Exercise objective: Your answer should be an exact copy of every record.
*** Begin section ***
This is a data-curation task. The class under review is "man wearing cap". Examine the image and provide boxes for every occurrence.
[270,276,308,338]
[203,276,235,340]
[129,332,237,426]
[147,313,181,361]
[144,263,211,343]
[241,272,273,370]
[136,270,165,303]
*** End section ***
Response area:
This is a data-curation task. The class under review is "man wearing cap". Examine the image and provide boxes for every occurrence.
[270,276,308,338]
[203,276,235,340]
[129,332,237,426]
[147,313,181,361]
[144,263,211,343]
[241,272,273,370]
[136,270,165,303]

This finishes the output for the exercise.